### WHAT YOU SHOULD DO
Rewrite the lines between the one containing "Where can the dark" and the one containing "x=76, y=242", inclusive, replacing "dark shorts" with "black shorts" and leaving all else unchanged.

### MATERIAL FOR THE TASK
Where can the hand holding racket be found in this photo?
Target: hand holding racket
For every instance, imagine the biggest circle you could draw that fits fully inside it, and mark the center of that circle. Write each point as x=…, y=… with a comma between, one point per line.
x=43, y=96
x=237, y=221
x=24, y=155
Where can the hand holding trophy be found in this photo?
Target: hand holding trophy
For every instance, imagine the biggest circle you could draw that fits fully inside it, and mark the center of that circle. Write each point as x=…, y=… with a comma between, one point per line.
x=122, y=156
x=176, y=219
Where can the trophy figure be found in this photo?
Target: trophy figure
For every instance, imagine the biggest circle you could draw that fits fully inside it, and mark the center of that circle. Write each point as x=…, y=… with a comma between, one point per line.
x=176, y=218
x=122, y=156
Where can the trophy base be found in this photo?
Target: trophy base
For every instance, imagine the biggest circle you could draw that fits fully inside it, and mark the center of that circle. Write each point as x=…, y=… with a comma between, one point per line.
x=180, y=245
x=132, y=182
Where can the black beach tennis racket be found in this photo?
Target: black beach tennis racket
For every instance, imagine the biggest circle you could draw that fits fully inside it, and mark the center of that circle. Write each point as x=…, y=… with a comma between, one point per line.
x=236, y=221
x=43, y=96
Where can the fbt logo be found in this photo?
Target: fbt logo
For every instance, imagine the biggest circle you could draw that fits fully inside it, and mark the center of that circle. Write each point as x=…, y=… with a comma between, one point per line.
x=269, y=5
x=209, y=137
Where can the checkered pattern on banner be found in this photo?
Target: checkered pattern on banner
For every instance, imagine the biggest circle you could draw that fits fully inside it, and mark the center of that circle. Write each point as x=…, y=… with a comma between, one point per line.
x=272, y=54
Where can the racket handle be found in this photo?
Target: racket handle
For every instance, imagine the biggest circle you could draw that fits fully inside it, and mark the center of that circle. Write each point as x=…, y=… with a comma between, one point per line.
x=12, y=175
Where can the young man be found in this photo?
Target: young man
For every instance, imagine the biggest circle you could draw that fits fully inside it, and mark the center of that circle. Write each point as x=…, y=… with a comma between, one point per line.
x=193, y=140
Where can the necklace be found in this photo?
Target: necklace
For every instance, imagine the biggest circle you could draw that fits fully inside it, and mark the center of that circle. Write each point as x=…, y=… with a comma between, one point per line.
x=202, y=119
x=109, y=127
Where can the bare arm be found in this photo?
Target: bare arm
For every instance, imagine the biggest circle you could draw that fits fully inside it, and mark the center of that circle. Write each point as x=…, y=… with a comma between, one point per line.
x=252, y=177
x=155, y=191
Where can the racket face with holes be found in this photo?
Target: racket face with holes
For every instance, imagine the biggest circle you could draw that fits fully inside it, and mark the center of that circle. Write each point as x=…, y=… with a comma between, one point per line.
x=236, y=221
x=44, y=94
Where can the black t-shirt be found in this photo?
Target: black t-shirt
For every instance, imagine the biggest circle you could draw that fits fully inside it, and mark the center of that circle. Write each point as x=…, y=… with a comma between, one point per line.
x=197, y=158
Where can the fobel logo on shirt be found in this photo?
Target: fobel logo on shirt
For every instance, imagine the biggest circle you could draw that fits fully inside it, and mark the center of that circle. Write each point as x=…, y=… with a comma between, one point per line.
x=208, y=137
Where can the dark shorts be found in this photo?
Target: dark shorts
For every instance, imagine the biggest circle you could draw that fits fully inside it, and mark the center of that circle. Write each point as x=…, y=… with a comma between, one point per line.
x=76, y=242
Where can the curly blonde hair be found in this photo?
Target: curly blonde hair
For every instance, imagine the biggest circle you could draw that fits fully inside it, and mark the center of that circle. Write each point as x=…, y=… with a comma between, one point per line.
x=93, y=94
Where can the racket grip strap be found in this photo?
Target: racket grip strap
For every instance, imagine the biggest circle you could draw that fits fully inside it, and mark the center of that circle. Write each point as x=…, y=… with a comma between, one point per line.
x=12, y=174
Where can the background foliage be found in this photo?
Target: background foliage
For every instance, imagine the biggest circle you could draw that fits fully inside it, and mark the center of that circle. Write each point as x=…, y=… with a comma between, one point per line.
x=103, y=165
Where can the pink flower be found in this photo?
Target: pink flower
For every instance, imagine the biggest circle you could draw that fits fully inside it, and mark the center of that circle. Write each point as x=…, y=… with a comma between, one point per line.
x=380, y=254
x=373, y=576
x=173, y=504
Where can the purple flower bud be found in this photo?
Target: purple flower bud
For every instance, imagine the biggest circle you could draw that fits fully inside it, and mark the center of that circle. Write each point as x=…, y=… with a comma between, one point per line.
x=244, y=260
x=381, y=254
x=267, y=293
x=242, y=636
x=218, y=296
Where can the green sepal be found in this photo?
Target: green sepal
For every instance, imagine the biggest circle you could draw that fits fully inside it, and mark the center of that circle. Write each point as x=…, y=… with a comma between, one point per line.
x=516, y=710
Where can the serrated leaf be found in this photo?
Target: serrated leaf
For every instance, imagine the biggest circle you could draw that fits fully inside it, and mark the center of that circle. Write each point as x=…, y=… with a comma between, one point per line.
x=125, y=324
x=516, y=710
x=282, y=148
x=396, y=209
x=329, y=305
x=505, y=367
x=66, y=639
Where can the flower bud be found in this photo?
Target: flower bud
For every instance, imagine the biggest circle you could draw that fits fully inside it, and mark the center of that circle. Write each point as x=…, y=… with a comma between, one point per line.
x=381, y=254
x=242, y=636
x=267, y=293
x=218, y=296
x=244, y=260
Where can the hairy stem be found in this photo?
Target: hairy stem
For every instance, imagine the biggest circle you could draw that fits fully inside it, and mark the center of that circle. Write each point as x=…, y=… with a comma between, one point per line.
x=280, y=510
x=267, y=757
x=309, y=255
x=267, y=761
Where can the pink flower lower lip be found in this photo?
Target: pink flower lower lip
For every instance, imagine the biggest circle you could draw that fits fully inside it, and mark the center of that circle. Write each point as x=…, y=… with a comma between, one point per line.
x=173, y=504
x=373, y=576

### COMPLETE RESPONSE
Where can the black shorts be found in this photo?
Target: black shorts
For every instance, imagine the biggest circle you could draw that fits fully inside it, and mark the center of that circle. Write each point as x=…, y=… with a comma between, one point per line.
x=76, y=242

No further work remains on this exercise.